◆ Exercise instructions
Tell me how many lines in the data include "segment", and keep the reply to that number.

[Data shown Boundary: Start]

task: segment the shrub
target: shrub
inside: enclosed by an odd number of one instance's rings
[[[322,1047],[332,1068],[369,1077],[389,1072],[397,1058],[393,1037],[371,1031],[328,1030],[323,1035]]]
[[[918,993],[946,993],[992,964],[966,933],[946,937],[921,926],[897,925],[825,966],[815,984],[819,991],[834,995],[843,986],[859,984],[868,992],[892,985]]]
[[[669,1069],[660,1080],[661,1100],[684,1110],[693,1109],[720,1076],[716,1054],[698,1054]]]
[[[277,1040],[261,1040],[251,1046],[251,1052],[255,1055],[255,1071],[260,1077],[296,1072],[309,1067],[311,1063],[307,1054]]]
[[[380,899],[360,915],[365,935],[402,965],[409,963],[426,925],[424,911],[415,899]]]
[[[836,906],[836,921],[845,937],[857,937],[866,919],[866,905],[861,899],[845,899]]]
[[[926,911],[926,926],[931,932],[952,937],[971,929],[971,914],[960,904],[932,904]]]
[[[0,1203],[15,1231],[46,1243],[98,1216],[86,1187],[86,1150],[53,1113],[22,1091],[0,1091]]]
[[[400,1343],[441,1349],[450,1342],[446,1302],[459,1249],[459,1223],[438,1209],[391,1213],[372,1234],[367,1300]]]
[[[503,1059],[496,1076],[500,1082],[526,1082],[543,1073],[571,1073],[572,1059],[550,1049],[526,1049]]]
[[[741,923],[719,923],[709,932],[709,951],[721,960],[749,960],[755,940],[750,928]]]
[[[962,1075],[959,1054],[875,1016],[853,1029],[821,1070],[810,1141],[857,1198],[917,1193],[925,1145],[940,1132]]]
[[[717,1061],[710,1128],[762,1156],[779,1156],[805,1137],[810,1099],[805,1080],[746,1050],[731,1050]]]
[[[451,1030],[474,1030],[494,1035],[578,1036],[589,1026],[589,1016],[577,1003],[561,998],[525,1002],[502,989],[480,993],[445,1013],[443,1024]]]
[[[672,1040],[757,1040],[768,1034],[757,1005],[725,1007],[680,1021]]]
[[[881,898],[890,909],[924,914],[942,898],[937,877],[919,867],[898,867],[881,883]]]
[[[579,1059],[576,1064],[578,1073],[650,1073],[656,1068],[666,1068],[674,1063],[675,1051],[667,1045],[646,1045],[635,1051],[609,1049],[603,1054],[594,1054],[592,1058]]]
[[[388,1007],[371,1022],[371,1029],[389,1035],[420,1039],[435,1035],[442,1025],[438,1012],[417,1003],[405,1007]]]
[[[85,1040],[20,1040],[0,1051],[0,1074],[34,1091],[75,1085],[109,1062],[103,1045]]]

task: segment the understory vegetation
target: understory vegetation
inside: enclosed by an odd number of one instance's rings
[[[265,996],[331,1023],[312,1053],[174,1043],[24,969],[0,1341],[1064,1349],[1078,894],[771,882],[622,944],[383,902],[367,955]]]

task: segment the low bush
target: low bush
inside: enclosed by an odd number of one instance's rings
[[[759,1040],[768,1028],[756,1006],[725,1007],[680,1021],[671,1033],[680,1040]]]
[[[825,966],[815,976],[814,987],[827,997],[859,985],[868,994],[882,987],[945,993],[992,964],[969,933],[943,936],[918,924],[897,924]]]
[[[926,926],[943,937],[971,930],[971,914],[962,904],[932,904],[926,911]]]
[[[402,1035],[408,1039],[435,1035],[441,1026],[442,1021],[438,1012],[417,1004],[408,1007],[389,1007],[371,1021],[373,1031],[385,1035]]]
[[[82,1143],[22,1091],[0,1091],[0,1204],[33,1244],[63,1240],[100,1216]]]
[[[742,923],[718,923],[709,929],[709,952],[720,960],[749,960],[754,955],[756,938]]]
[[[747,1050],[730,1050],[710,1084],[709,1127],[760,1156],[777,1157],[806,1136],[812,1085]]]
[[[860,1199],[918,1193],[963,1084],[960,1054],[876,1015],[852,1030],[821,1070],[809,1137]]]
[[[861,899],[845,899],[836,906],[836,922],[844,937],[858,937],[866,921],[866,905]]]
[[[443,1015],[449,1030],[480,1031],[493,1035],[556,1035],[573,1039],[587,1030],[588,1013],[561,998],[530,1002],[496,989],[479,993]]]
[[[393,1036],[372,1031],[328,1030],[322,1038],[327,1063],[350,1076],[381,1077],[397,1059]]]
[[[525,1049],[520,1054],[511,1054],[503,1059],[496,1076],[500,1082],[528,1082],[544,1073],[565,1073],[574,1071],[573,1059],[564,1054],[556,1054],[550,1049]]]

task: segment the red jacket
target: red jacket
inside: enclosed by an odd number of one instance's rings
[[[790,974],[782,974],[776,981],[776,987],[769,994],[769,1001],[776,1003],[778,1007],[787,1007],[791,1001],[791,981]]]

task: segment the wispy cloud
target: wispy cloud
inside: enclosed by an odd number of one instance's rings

[Data shown Boundary: End]

◆ Written answer
5